WHAT TO WORK ON: Format every line of the rows below as a numbered list, leaving out any blank lines.

Pointing rows:
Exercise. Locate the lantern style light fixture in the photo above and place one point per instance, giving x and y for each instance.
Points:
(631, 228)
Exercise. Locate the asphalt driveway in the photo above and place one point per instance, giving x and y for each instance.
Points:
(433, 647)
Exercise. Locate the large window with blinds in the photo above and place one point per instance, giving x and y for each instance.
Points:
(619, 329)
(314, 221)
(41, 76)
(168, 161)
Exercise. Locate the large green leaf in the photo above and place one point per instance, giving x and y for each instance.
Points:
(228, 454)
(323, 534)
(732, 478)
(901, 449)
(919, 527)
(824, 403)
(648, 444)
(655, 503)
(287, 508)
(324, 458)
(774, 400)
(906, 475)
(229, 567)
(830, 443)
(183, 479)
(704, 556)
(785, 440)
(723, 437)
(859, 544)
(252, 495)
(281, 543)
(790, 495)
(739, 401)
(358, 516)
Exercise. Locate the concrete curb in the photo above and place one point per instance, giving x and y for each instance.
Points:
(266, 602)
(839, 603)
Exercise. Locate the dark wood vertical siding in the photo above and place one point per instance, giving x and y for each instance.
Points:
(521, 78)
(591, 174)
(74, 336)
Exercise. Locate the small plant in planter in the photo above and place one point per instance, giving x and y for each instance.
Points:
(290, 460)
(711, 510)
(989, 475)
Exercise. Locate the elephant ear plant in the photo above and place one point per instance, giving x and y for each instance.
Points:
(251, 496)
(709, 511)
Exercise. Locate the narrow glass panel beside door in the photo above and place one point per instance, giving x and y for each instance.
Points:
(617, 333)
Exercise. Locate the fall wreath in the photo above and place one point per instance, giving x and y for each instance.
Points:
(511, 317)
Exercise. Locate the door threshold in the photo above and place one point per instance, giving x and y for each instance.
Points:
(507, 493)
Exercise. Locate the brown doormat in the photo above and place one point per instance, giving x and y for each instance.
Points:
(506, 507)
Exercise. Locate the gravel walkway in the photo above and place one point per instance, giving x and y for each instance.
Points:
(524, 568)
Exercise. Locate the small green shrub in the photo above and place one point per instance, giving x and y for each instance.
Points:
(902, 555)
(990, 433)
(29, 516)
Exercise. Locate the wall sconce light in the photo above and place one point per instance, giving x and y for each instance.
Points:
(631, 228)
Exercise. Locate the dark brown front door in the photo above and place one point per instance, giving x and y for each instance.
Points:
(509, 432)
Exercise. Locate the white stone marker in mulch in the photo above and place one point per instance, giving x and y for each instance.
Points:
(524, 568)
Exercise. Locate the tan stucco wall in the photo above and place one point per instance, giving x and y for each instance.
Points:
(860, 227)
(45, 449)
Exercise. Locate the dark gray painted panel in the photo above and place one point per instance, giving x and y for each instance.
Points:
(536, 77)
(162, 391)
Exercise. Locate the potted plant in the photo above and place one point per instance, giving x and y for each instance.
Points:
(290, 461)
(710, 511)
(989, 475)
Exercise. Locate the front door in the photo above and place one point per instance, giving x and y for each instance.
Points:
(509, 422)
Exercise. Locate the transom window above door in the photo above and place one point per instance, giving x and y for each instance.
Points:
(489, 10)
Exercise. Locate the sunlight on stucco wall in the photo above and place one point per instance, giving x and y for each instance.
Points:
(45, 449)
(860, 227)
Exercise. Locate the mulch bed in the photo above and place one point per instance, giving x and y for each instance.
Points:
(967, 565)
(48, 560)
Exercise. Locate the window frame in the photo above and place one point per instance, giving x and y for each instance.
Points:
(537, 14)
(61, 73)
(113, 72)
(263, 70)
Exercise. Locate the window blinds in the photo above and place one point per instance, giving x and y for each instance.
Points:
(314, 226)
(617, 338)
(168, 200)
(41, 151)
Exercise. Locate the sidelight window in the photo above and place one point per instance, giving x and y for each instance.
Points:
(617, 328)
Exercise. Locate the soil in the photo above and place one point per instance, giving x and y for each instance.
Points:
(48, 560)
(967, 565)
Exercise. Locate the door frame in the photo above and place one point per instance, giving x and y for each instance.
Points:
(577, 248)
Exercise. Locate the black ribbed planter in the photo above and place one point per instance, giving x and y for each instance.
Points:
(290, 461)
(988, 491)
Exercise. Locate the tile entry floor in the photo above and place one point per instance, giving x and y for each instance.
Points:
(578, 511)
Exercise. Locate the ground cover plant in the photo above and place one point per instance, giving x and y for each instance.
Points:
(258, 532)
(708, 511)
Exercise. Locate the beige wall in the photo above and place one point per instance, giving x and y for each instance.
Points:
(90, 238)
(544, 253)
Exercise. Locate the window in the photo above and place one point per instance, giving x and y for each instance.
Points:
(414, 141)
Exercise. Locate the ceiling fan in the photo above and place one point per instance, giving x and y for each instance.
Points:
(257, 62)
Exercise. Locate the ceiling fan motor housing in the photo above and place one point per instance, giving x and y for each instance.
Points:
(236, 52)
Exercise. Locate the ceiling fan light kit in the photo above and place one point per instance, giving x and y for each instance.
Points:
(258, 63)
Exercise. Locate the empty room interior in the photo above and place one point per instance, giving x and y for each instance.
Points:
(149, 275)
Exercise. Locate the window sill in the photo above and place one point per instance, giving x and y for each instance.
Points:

ANSWER BELOW:
1. Exercise. Locate the lantern style light fixture in the photo above and place one point per instance, giving x and y for each instance.
2. Points:
3. (631, 228)
4. Exercise. Locate the asphalt driveway in the photo above and place one point per instance, giving x and y for each instance.
5. Points:
6. (433, 647)
7. Exercise. Locate the large window with blinds in the photo above and place one point per instance, giving x and y for each instance.
8. Points:
9. (619, 329)
10. (314, 221)
11. (41, 76)
12. (168, 161)
13. Exercise. Locate the large green leaf in the photo above and place one point per instance, giving x and y for each instance.
14. Points:
15. (228, 454)
16. (323, 534)
17. (732, 478)
18. (901, 449)
19. (919, 527)
20. (824, 403)
21. (648, 444)
22. (655, 503)
23. (287, 508)
24. (324, 458)
25. (774, 400)
26. (906, 475)
27. (229, 567)
28. (830, 443)
29. (183, 479)
30. (704, 556)
31. (785, 440)
32. (723, 437)
33. (859, 544)
34. (252, 495)
35. (281, 543)
36. (790, 495)
37. (739, 401)
38. (358, 516)
39. Exercise. Locate the concrete curb in the photo above and place one point per instance, giving x and y for each instance.
40. Points:
41. (266, 602)
42. (839, 603)
43. Exercise. Locate the dark wood vertical siding in the photo above and place one point per instance, giving x and y for each instance.
44. Points:
45. (521, 78)
46. (591, 174)
47. (74, 336)
48. Exercise. Locate the small plant in planter in the photo above and place one point per instance, giving x and y for each instance.
49. Points:
50. (290, 460)
51. (711, 510)
52. (989, 475)
53. Exercise. Locate the elephant ear plant in the photo above and place one point per instance, giving x and y for each instance.
54. Points:
55. (251, 496)
56. (709, 511)
57. Exercise. Locate the narrow glass panel beside door in the photo above and place one point per instance, giving x and y for each instance.
58. Points:
59. (617, 333)
60. Exercise. Locate the fall wreath in the photo above and place one point per instance, giving x and y for each instance.
61. Points:
62. (511, 317)
63. Exercise. Locate the door threshold in the photo above and place one point per instance, giving x and y for each instance.
64. Points:
65. (507, 493)
66. Exercise. Locate the brown doormat in the photo above and place one point per instance, giving x and y for each instance.
67. Points:
68. (506, 507)
69. Exercise. Locate the gravel walkway in the photo above and place one point per instance, giving x and y for each instance.
70. Points:
71. (524, 568)
72. Exercise. Locate the small green shrub in the photo above and place one point per instance, giving x and y for each instance.
73. Points:
74. (902, 555)
75. (990, 433)
76. (29, 516)
77. Exercise. Locate the wall sconce light in the photo above and place one point per instance, giving x and y for each instance.
78. Points:
79. (631, 228)
80. Exercise. Locate the dark brown front door in the photo above and place one point per instance, giving x and y for each instance.
81. Points:
82. (509, 432)
83. Exercise. Locate the white stone marker in mulch in the photo above and place one point per instance, giving x and y for each instance.
84. Points:
85. (524, 568)
86. Exercise. Locate the tan stucco wall in the photo above and place one point per instance, giving x and y for each instance.
87. Points:
88. (860, 227)
89. (45, 449)
90. Exercise. Locate the dark gray painted panel in the photo above and place one point per instance, giving x and y for each instance.
91. Points:
92. (536, 77)
93. (162, 391)
94. Exercise. Locate the potted plant in the photo above and place one point per instance, giving x and y for each instance.
95. Points:
96. (290, 461)
97. (710, 511)
98. (989, 475)
99. Exercise. Locate the front door in the photo above and place one point per instance, giving x and y for each instance.
100. Points:
101. (509, 422)
102. Exercise. Locate the transom window above door in the photo above and place one point per instance, giving x and y for each instance.
103. Points:
104. (489, 10)
105. Exercise. Locate the sunlight on stucco wall in the photo above and place one point per instance, giving x and y for each instance.
106. Points:
107. (45, 449)
108. (860, 227)
109. Exercise. Locate the mulch bed in the photo above and place one point per instance, giving x and y for each instance.
110. Points:
111. (967, 565)
112. (48, 560)
113. Exercise. Locate the window frame in the photo above and place one point per instance, giving x and y for each instance.
114. Points:
115. (537, 14)
116. (61, 73)
117. (113, 72)
118. (263, 70)
119. Exercise. Locate the window blinds in the photo above and place one point per instance, giving x and y for each instance.
120. Points:
121. (314, 226)
122. (617, 338)
123. (168, 200)
124. (41, 151)
125. Exercise. Locate the sidelight window in the photo above and place one point per instance, giving x and y for each instance.
126. Points:
127. (617, 328)
128. Exercise. Locate the soil in the photo above and place one point per instance, giving x and y for each instance.
129. Points:
130. (48, 560)
131. (967, 565)
132. Exercise. Locate the door frame in the photo above and place one point per instance, giving x and y for each instance.
133. Points:
134. (577, 248)
135. Exercise. Locate the black ribbed planter in the photo above and place one point per instance, giving x and y for each instance.
136. Points:
137. (290, 461)
138. (988, 491)
139. Exercise. Locate the tile entry floor in the photo above and place one point per instance, giving x and y for each instance.
140. Points:
141. (578, 511)
142. Exercise. Locate the ground cover plant in the photo above and place one point per instance, giving x and y for each instance.
143. Points:
144. (258, 532)
145. (708, 511)
146. Exercise. Locate the beige wall in the photo above and place one point per instance, giving x and y for each instance.
147. Points:
148. (90, 238)
149. (544, 253)
150. Exercise. Locate the window in the photo above and place one point per instance, giving x and y for each instance.
151. Points:
152. (414, 141)
153. Exercise. Locate the ceiling fan in the photo above and place one point per instance, giving x and y for each instance.
154. Points:
155. (257, 62)
156. Exercise. Locate the ceiling fan motor housing in the photo above and place one point per instance, giving x and y for each instance.
157. Points:
158. (236, 52)
159. Exercise. Locate the ceiling fan light kit in the photo above and place one point per instance, giving x and y for each instance.
160. Points:
161. (258, 63)
162. Exercise. Locate the empty room interior in the photo above and place one point per instance, giving x and y for each instance.
163. Points:
164. (149, 275)
165. Exercise. Locate the window sill in the photo above and place one point per instance, giving x and y for each instance.
166. Points:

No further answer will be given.